##### Passage #####

In 2012, researchers from the Stanford University School of Medicine dove deeper into the scientific reason behind the Melanesian’s blonde hair attribute.
Carlos D. Bustamante, a genetics professor at Standford, sought to find the gene responsible for the unique trait. He and a team of researchers collected DNA data from several participants on the island. They assessed hair and skin color using a light reflectance meter. They also took blood pressure readings and measured heights and weights, according to Stanford Medicine. Then, the research team asked participants to spit into small tubes to provide saliva for DNA extraction. In a span of a month, Bustamante and his team collected over 1,000 samples.
TYPR1 is the gene responsible for the unique trait
To gain a better understanding of their findings, researchers compared the data they collected from 43 blonde Solomon islanders to 42 dark-haired Islanders. Researchers discovered the blonde participants carried two copies of a mutant gene, called TYRP1, which is present in 26% of the island’s population. TYRP1 stands for tyrosinase-related protein 1, an enzyme previously found to influence pigmentation in mice and humans.
Further research revealed that the rare gene was exclusive to people from the Solomon Islands and absent in the genomes of Europeans. Many people assumed that the blond hair of Melanesia was the result of gene flow — a trait passed on by Europeans, but this is not the case, according to researchers.
“The human characteristic of blond hair arose independently in equatorial Oceania. That’s quite unexpected and fascinating,” Kenny, a postdoctoral scholar in Bustamante’s lab said of the exciting results. Bustamante echoed similar sentiments, noting how the result was monumental for studying the genetics of isolated populations.
“If we’re going to be designing the next generation of medical treatments using genetic information and we don’t have a really broad spectrum of populations included, you could disproportionately benefit some populations and harm others,” he added.

#####

Required tasks →
a – Which physical characteristics of the participants did the research team measure or assess, according to the passage on blonde hair in Melanesia?
b – Rewrite the passage on blonde hair in Melanesia from "Carlos D. Bustamante, a" to "over 1,000 samples.", putting "specimens" in place of "samples".
c – Carry on the account of the Melanesian blonde-hair study from its final sentence.

##### Dataset extract #####

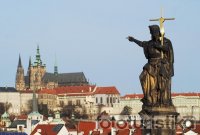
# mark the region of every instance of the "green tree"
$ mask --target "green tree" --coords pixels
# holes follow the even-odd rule
[[[121,115],[130,115],[132,113],[132,108],[130,106],[124,106]]]

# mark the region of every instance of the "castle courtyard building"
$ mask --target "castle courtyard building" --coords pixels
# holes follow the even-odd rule
[[[83,72],[58,73],[58,67],[55,64],[54,73],[46,71],[46,65],[42,62],[39,46],[35,56],[35,62],[29,59],[27,74],[24,74],[21,57],[19,56],[15,88],[18,91],[27,89],[40,90],[43,88],[53,89],[60,86],[80,86],[88,85],[88,81]]]

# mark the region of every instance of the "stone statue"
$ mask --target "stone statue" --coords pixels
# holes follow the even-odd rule
[[[144,106],[171,106],[171,77],[174,75],[174,54],[171,41],[163,38],[158,25],[149,26],[151,40],[139,41],[131,36],[130,42],[135,42],[143,48],[148,62],[140,74],[140,82],[144,93]]]

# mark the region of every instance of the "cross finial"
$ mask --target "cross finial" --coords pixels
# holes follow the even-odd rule
[[[150,19],[150,21],[159,21],[159,23],[160,23],[160,33],[161,33],[162,38],[163,38],[163,36],[165,34],[164,25],[163,25],[165,20],[175,20],[175,18],[164,18],[162,9],[161,9],[161,17],[160,18],[158,18],[158,19]]]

#####

Answers to this exercise →
a – Hair color, skin color, blood pressure, height and weight.

b –
Carlos D. Bustamante, a genetics professor at Standford, sought to find the gene responsible for the unique trait. He and a team of researchers collected DNA data from several participants on the island. They assessed hair and skin color using a light reflectance meter. They also took blood pressure readings and measured heights and weights, according to Stanford Medicine. Then, the research team asked participants to spit into small tubes to provide saliva for DNA extraction. In a span of a month, Bustamante and his team collected over 1,000 specimens.

c –
Around 5% to 10% of Melanesian people have blonde hair. The gene appears to be more prevalent in younger people across the Island. Researchers believe that when some Melanesians get older, their bright blonde hair begins to fade to a darker hue. This could explain why many adult Melanesians tend to have darker hair.
Melanesians are descendants of the first Homosapiens
Blonde hair isn’t the only interesting fact about the Malensians. In 2007, a genetic study led by scholars at Cambridge and Anglia Ruskin Universities found that the Melanesian population was related to the first group of Homosapiens that emigrated from Africa 2,000 generations ago.
Academics analyzed the mitochondrial DNA and Y chromosome DNA of Aboriginal Australians and Melanesians from New Guinea. They compared the data with various DNA patterns associated with early humans.
“The results showed that both the Aborigines and Melanesians share the genetic features that have been linked to the exodus of modern humans from Africa 50,000 years ago,” the University of Cambridge noted of their findings. “These settlers replaced other early humans (such as Neanderthals), rather than interbreeding with them.”